### [Data for this exercise]
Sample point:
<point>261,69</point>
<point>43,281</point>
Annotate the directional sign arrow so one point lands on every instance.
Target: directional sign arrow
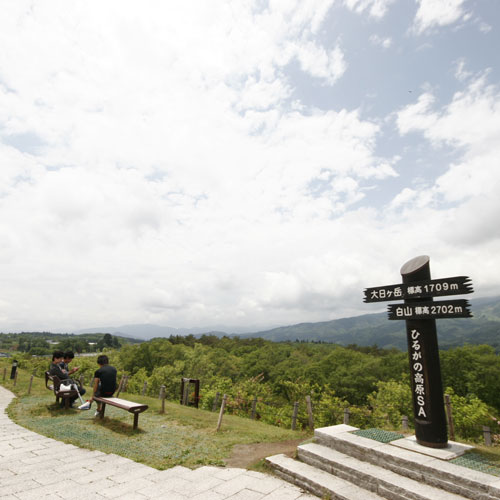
<point>457,285</point>
<point>430,310</point>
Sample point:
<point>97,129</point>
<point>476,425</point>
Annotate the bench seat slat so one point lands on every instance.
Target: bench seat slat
<point>130,406</point>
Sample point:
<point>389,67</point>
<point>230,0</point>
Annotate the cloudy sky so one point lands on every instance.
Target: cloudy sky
<point>244,163</point>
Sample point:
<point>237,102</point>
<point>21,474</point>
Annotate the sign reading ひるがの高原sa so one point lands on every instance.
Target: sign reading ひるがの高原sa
<point>420,312</point>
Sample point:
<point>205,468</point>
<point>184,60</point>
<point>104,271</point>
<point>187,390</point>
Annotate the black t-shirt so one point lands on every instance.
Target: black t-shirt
<point>107,375</point>
<point>55,369</point>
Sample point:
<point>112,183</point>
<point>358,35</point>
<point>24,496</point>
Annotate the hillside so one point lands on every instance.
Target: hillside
<point>376,329</point>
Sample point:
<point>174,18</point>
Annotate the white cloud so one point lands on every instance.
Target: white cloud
<point>322,64</point>
<point>435,13</point>
<point>381,41</point>
<point>375,8</point>
<point>466,195</point>
<point>171,173</point>
<point>157,165</point>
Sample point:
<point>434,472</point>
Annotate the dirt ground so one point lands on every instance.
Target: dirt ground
<point>245,455</point>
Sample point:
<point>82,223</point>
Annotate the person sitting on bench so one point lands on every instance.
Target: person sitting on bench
<point>104,380</point>
<point>55,369</point>
<point>68,358</point>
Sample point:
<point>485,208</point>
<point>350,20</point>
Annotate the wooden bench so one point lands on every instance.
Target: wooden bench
<point>129,406</point>
<point>66,396</point>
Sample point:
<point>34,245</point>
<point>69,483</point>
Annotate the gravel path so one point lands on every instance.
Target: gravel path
<point>36,467</point>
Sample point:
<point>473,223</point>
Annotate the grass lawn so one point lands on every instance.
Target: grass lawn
<point>182,436</point>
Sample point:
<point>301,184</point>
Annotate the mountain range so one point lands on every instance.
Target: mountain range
<point>368,329</point>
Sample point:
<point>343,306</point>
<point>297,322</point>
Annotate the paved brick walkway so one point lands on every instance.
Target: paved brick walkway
<point>36,467</point>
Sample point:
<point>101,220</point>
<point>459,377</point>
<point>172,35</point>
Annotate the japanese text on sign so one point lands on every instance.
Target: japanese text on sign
<point>418,373</point>
<point>456,285</point>
<point>430,310</point>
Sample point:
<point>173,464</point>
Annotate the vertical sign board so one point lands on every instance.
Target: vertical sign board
<point>425,372</point>
<point>420,312</point>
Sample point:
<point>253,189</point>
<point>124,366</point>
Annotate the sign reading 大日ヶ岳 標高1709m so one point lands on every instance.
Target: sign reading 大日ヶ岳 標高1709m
<point>457,285</point>
<point>420,312</point>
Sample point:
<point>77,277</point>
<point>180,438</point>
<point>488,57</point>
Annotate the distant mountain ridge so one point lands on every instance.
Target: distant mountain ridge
<point>368,329</point>
<point>376,329</point>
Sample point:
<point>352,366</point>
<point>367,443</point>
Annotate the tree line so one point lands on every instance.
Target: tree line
<point>372,382</point>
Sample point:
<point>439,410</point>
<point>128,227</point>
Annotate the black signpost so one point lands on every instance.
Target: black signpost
<point>420,313</point>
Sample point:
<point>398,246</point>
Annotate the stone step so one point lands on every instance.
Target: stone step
<point>317,481</point>
<point>371,477</point>
<point>419,467</point>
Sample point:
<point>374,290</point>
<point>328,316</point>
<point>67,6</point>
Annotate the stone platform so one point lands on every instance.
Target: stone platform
<point>342,465</point>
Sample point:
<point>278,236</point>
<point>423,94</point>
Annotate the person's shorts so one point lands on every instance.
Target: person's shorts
<point>105,394</point>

### [Exercise description]
Copy every item above word for word, leaving out the pictures.

### [Full answer]
Sample point:
<point>261,69</point>
<point>43,281</point>
Annotate the directional sign arrow so one point lands on every instance.
Target: directional sign arrow
<point>457,285</point>
<point>430,310</point>
Sample point:
<point>97,129</point>
<point>476,425</point>
Annotate the bench seat slat so one point lands on every instance.
Target: bench seat slat
<point>130,406</point>
Sample point:
<point>389,67</point>
<point>230,0</point>
Annotate the cloudy sky so one point lands on every instance.
Target: cloudy sky
<point>244,163</point>
Sample point:
<point>237,102</point>
<point>21,474</point>
Annotate the sign reading ひるがの高原sa so one point lands on every instance.
Target: sign reading ひるがの高原sa
<point>420,312</point>
Sample point:
<point>205,468</point>
<point>184,60</point>
<point>104,271</point>
<point>187,390</point>
Annotate the black t-shirt so one point lands on every instance.
Target: black t-shirt
<point>107,375</point>
<point>55,369</point>
Sample point:
<point>112,183</point>
<point>358,35</point>
<point>24,496</point>
Annotate the hillside so one point lands on every instance.
Target: hillside
<point>376,329</point>
Sample point:
<point>174,18</point>
Annotate the white cloud so one point lands on every instance.
Target: white cloud
<point>322,64</point>
<point>435,13</point>
<point>381,41</point>
<point>375,8</point>
<point>466,195</point>
<point>171,173</point>
<point>157,165</point>
Sample point:
<point>434,472</point>
Annotate the dirt ground so one point lands on every instance.
Target: dirt ground
<point>245,455</point>
Sample point:
<point>82,223</point>
Annotate the person sitting on bench so one point lands on every instance.
Target: person sitting on bench
<point>104,380</point>
<point>55,369</point>
<point>68,358</point>
Sample point:
<point>485,208</point>
<point>350,20</point>
Annotate the wooden bench so one point lands on every instance.
Target: wooden bench
<point>129,406</point>
<point>66,396</point>
Sample point:
<point>34,245</point>
<point>69,483</point>
Annotate the gravel path so one point lands on every instance.
Target: gravel path
<point>36,467</point>
Sample point:
<point>473,223</point>
Annotate the grass lawn so one point lands on every instance.
Target: grass lawn
<point>182,436</point>
Sample point:
<point>301,184</point>
Annotate the mountain range so one point lands on every instance.
Target: mountain range
<point>368,329</point>
Sample point:
<point>343,306</point>
<point>297,322</point>
Annotate the paved brick walkway so one point lands on every instance.
Target: paved brick walkway
<point>36,467</point>
Sample point:
<point>101,220</point>
<point>459,377</point>
<point>172,35</point>
Annotate the japanese text on sign so one point lands on every instance.
Target: japanese text on sign
<point>418,373</point>
<point>456,285</point>
<point>430,310</point>
Sample point:
<point>173,464</point>
Annotate the vertical sign board so one point lands on every instance.
Target: vertical sign board
<point>425,372</point>
<point>420,312</point>
Sample point:
<point>253,189</point>
<point>124,366</point>
Annotate the sign reading 大日ヶ岳 標高1709m so one point lands on every instance.
Target: sign reading 大日ヶ岳 標高1709m
<point>457,285</point>
<point>420,312</point>
Sample point:
<point>77,277</point>
<point>180,438</point>
<point>488,57</point>
Annotate the distant mountain ridge so one point lands on every instance.
Target: distant mountain ridge
<point>368,329</point>
<point>376,329</point>
Sample point:
<point>352,366</point>
<point>367,443</point>
Annotate the tree line so one point lands on every instance.
Target: tree line
<point>372,382</point>
Sample point:
<point>439,410</point>
<point>128,227</point>
Annotate the black signpost so one point lands on every instance.
Target: black signpost
<point>420,313</point>
Sample point:
<point>398,246</point>
Annotate the stone step so one point lands on every instance.
Target: stone step
<point>317,481</point>
<point>371,477</point>
<point>419,467</point>
Sample point:
<point>374,290</point>
<point>328,316</point>
<point>67,6</point>
Annotate the stone platform so one point lands on every instance.
Target: stone platform
<point>342,465</point>
Sample point:
<point>278,236</point>
<point>423,94</point>
Annotate the person's shorts so one point lands on every instance.
Target: person's shorts
<point>105,394</point>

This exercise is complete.